[Short exercise] Show every line of the rows below that contains the word "vegetation", copying each line in full.

---

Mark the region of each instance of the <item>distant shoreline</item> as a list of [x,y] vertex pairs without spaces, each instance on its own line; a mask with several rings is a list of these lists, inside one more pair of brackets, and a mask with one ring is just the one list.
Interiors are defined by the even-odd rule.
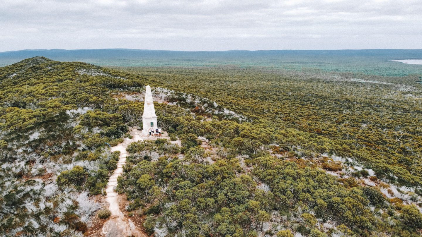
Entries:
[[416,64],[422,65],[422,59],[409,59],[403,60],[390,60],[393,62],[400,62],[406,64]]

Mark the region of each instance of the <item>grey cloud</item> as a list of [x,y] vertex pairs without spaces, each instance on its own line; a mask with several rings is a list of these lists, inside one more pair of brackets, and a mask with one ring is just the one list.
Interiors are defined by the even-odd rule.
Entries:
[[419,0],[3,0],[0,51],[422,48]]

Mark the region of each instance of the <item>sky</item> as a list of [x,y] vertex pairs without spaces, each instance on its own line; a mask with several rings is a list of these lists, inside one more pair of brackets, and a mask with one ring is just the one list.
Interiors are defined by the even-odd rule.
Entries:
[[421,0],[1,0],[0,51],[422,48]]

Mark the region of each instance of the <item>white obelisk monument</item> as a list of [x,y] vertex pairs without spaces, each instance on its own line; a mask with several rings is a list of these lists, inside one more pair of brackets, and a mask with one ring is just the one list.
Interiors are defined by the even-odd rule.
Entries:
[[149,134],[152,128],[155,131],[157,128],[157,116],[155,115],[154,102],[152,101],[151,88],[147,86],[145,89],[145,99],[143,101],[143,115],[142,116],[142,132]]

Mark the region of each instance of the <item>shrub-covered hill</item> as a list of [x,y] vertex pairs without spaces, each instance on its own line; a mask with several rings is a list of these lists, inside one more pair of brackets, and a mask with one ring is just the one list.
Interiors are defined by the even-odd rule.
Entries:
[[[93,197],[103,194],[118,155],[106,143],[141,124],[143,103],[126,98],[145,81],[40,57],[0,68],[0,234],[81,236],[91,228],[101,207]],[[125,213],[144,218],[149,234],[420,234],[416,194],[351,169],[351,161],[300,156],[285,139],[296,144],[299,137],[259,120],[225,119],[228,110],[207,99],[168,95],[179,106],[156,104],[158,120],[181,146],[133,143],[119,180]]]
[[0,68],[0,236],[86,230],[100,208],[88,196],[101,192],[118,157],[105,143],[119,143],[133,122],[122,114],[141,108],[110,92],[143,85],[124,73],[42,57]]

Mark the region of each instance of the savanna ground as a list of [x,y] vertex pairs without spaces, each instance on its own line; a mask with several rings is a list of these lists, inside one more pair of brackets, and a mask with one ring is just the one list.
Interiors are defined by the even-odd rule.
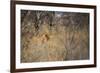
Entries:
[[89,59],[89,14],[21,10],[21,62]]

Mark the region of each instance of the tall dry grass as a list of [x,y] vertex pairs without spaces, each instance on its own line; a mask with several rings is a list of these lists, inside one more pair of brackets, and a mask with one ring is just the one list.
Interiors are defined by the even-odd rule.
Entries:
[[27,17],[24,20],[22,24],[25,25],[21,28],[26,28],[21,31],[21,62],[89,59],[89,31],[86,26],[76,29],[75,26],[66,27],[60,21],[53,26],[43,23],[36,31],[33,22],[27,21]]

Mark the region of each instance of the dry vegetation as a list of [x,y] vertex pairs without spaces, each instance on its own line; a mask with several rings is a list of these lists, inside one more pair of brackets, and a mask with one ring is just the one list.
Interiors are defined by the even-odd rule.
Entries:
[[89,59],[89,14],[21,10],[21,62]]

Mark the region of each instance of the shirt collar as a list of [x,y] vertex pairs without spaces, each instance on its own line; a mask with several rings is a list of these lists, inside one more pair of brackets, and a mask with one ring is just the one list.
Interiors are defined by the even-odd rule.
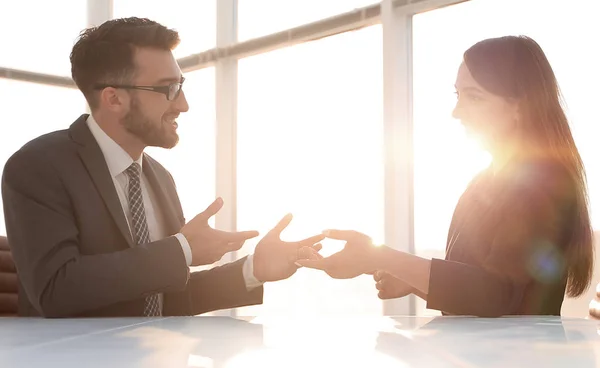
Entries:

---

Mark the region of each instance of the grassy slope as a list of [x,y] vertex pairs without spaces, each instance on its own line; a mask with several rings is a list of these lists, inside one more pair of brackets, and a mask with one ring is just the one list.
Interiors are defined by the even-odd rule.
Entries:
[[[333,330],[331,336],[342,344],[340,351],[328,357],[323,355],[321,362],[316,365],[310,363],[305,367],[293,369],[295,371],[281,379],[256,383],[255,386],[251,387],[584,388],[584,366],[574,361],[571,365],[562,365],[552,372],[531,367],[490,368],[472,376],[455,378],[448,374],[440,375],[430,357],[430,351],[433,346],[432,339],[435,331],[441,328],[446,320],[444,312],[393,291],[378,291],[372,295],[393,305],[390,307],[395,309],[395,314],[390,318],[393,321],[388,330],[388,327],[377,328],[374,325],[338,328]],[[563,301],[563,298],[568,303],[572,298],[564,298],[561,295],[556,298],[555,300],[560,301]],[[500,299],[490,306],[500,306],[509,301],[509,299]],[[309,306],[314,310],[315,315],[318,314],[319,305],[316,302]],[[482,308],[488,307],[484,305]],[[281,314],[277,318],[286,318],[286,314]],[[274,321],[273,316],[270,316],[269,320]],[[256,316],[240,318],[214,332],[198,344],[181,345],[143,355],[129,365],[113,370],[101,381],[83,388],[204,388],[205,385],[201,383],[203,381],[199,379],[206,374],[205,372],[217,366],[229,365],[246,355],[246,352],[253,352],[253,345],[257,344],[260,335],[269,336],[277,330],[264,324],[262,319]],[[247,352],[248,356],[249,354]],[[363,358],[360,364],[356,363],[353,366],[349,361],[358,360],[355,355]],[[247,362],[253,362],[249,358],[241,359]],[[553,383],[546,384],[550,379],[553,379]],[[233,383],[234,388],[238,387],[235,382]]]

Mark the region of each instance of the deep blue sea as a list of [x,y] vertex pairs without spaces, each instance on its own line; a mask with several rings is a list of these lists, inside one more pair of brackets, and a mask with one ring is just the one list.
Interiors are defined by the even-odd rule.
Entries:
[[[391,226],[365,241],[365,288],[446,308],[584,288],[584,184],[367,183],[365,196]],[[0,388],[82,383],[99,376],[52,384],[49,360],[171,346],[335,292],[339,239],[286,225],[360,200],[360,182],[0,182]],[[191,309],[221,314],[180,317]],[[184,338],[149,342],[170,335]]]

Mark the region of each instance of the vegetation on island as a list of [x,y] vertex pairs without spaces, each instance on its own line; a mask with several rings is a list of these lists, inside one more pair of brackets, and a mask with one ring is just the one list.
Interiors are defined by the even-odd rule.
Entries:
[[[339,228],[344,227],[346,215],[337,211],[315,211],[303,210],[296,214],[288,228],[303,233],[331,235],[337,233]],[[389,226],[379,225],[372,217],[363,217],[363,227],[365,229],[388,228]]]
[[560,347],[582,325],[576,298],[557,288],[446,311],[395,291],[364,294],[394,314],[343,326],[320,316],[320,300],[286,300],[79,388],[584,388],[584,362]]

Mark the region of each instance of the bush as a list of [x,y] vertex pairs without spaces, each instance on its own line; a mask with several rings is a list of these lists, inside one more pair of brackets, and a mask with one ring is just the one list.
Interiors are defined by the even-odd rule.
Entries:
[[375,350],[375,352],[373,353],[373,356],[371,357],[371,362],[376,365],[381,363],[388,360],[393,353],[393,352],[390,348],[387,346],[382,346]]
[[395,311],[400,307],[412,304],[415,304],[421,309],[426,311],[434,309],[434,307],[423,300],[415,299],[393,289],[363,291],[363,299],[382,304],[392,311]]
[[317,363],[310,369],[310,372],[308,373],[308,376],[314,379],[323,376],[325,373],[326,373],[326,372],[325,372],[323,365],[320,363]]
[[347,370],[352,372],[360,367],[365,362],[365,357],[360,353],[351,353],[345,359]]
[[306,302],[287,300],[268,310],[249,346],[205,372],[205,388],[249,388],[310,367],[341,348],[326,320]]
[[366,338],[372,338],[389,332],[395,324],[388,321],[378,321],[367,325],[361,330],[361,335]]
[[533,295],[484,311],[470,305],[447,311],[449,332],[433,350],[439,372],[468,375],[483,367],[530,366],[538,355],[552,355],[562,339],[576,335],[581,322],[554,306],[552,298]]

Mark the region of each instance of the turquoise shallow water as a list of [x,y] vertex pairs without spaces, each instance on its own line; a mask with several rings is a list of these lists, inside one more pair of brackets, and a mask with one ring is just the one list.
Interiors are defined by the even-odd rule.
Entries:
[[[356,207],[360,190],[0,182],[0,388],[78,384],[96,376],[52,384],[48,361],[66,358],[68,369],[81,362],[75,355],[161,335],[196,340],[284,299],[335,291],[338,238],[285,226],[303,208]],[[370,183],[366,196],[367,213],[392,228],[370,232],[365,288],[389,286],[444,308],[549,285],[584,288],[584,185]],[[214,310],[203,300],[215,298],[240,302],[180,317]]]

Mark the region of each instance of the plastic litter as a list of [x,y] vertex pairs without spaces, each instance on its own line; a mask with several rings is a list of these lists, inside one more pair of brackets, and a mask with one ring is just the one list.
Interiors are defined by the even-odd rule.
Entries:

---

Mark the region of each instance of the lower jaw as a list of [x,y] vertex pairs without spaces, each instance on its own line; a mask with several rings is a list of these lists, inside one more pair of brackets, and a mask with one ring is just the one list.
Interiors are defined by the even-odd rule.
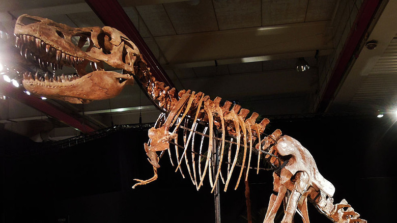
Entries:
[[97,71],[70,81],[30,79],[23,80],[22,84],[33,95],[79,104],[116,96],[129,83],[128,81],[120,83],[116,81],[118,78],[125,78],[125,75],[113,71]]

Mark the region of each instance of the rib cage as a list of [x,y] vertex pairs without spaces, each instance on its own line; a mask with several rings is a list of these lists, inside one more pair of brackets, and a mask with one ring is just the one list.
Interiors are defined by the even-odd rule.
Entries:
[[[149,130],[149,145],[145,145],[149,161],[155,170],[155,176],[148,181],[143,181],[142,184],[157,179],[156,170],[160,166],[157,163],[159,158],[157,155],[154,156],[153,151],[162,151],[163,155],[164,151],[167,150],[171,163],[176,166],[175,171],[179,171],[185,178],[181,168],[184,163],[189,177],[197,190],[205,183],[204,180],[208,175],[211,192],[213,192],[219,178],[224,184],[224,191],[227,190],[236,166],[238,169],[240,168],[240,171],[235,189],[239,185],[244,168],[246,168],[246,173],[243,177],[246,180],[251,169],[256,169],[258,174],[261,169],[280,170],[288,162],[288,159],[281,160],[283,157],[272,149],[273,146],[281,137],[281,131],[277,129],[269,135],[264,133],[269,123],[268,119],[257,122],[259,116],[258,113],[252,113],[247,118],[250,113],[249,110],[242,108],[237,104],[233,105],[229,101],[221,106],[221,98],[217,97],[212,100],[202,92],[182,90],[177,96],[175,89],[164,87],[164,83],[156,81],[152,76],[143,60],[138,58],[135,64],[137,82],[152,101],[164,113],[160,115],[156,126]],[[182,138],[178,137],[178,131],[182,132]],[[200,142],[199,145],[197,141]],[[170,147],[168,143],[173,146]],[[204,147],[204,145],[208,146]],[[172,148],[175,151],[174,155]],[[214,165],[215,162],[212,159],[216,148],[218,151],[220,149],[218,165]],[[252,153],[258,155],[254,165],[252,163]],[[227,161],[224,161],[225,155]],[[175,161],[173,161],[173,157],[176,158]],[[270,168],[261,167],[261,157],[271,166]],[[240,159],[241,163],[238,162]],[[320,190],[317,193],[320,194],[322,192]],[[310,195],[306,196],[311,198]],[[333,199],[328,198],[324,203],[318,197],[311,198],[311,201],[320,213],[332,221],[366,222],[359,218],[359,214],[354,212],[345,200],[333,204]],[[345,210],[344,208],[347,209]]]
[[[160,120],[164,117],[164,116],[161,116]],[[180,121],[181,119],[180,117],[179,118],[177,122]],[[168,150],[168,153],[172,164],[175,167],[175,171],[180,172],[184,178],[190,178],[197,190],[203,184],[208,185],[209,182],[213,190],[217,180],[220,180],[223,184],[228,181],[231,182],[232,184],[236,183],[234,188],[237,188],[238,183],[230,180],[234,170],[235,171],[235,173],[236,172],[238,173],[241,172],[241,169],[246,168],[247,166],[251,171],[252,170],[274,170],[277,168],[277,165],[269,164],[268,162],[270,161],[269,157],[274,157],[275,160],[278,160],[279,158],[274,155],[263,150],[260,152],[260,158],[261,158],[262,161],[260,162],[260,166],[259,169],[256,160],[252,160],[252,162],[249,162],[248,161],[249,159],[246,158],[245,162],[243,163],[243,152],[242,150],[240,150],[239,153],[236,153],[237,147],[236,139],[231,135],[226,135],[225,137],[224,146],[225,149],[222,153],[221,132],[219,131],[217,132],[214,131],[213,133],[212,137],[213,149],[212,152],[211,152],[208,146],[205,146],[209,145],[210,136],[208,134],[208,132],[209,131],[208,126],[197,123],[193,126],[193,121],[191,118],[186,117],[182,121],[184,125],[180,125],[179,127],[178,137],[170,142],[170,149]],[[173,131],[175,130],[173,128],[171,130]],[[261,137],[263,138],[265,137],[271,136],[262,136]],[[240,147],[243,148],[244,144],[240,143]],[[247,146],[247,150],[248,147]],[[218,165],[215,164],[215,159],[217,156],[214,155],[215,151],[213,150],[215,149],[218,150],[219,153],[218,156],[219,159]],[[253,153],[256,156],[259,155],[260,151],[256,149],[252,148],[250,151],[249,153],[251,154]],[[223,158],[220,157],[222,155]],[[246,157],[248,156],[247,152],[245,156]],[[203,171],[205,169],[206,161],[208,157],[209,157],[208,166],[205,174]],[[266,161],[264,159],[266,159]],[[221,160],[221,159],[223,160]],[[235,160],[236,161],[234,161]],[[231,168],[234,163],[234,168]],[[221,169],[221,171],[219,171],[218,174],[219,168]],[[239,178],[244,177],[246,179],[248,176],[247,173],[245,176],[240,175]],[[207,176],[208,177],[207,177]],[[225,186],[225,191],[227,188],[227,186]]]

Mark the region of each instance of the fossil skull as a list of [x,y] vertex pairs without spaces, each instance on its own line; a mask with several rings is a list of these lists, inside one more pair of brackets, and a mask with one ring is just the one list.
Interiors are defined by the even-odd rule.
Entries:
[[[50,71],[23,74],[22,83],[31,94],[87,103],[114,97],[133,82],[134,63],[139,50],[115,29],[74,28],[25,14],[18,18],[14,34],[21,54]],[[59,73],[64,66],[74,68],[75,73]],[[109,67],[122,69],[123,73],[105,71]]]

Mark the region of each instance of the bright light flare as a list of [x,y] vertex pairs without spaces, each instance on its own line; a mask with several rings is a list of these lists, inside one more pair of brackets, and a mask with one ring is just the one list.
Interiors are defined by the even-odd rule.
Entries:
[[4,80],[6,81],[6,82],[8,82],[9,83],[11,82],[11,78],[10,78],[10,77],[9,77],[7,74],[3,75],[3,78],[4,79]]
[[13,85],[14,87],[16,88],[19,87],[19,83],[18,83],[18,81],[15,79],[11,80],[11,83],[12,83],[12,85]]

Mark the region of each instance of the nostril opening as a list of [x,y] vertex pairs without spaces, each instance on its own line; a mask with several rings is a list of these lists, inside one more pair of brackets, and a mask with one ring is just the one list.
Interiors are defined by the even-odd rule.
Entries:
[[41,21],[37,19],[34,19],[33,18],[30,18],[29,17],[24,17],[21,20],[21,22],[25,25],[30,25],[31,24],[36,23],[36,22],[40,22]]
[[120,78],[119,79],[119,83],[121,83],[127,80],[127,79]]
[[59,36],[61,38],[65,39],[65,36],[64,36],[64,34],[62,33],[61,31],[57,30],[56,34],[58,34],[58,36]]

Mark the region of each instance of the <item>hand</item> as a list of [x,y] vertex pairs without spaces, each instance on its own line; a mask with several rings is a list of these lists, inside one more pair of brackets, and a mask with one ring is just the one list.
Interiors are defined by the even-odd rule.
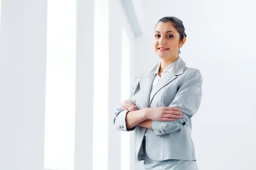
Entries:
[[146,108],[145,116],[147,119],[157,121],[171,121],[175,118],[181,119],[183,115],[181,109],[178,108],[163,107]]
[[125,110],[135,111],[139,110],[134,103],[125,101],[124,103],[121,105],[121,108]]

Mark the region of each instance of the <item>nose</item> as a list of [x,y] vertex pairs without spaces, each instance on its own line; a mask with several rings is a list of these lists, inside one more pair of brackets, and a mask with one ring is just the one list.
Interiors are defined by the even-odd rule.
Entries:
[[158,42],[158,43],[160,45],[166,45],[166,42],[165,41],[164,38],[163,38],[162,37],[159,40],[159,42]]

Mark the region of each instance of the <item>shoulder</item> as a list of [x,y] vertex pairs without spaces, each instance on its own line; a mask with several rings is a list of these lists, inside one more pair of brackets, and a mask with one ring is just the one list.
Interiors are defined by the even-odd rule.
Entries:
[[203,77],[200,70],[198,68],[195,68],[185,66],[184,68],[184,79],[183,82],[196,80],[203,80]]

---

[Exercise answer]
Mark the region of each instance of the dry vegetation as a list of [x,y] vertex pairs without spaces, each instance on its own line; a mask with several rings is a list of these lists, inside one more pair of brackets, and a mask with one ring is just the one list.
Mark the region of each instance of the vegetation on island as a list of [x,y] vertex pairs without spaces, each instance on its own line; a mask with several rings is a list of these lists, inside one more pair of brackets, and a mask with one ring is just the one list.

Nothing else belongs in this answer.